■ **WORK TO BE COMPLETED**:
Copy all lines containing the string "target" from the records below.

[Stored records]
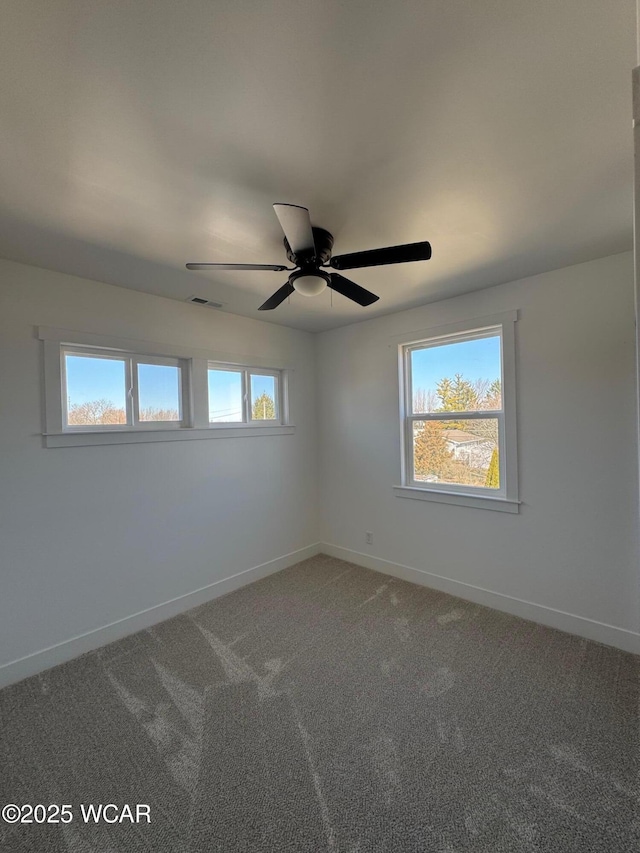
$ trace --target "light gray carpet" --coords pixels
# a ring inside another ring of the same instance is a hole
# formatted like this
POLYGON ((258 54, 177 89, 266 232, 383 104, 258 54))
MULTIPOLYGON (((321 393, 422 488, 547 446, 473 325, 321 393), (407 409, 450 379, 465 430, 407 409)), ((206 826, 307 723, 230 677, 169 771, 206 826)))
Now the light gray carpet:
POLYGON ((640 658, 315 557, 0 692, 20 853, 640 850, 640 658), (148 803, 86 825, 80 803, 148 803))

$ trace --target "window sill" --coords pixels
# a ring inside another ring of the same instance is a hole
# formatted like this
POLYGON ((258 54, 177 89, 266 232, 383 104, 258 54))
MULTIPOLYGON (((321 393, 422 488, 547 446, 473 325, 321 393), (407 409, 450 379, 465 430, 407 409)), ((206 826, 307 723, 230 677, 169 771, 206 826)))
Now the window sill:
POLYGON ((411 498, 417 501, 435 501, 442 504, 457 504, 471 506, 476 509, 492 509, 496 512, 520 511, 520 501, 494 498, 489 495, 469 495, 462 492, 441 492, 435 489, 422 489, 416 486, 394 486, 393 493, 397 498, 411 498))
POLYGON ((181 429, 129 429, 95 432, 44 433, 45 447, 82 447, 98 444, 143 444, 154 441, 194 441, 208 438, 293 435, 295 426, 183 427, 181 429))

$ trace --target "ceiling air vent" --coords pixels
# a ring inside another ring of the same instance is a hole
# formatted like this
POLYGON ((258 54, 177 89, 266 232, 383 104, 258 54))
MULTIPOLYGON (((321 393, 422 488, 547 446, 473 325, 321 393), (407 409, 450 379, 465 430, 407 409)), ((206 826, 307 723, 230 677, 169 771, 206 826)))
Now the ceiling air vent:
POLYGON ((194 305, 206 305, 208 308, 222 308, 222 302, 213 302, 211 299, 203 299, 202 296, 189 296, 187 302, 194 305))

■ **SOLUTION FOR THIS EXERCISE**:
$ trace --target "light gray carpet" --coords pixels
$ trace --target "window sill" --coords pixels
$ trace --target "ceiling air vent" --coords pixels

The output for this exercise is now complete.